**EXERCISE DIRECTIONS**
Locate every line in the listing below that contains the word "image" and copy each of those lines out.
- - - - - - -
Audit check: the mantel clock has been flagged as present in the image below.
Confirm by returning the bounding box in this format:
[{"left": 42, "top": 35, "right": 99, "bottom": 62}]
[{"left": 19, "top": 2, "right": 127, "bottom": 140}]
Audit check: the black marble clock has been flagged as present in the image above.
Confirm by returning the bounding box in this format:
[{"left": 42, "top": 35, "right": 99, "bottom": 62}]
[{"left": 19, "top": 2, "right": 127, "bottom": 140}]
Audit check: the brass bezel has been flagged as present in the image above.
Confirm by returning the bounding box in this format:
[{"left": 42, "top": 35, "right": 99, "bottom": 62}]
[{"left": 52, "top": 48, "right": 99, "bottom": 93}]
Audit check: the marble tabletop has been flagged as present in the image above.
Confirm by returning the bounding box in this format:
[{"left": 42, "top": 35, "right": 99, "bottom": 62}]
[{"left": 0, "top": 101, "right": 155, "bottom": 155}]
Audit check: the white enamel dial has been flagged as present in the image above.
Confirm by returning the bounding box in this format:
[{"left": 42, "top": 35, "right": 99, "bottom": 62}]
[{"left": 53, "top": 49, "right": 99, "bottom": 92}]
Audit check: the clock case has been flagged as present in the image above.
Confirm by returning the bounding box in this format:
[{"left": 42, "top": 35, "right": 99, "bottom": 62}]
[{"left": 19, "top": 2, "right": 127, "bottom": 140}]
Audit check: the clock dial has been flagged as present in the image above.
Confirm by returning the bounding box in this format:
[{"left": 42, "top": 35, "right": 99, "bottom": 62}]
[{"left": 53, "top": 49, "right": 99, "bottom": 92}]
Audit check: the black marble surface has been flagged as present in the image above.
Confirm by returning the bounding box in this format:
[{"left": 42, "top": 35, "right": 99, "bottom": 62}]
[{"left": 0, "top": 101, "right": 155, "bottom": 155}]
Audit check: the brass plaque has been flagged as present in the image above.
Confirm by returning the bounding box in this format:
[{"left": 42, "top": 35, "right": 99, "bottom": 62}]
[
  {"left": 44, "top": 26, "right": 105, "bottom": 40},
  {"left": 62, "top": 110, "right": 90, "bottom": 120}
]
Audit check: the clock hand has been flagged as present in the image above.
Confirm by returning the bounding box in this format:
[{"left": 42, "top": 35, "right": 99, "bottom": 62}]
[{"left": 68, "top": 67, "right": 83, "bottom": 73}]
- - - - - - -
**THE RESULT**
Audit check: the mantel clock has been flagged as present in the image below.
Audit check: the black marble clock has been flagged as present in the image above.
Audit check: the brass bezel has been flagged as present in the image above.
Audit check: the marble tabletop has been flagged as present in the image above.
Audit check: the white enamel dial has been flagged as present in the image above.
Audit check: the clock case has been flagged as present in the image above.
Audit check: the clock dial has been flagged as present in the image above.
Audit check: the black marble surface has been flagged as present in the image above.
Audit check: the brass plaque has been flagged as present in the image above.
Audit check: the clock hand has been flagged as present in the image above.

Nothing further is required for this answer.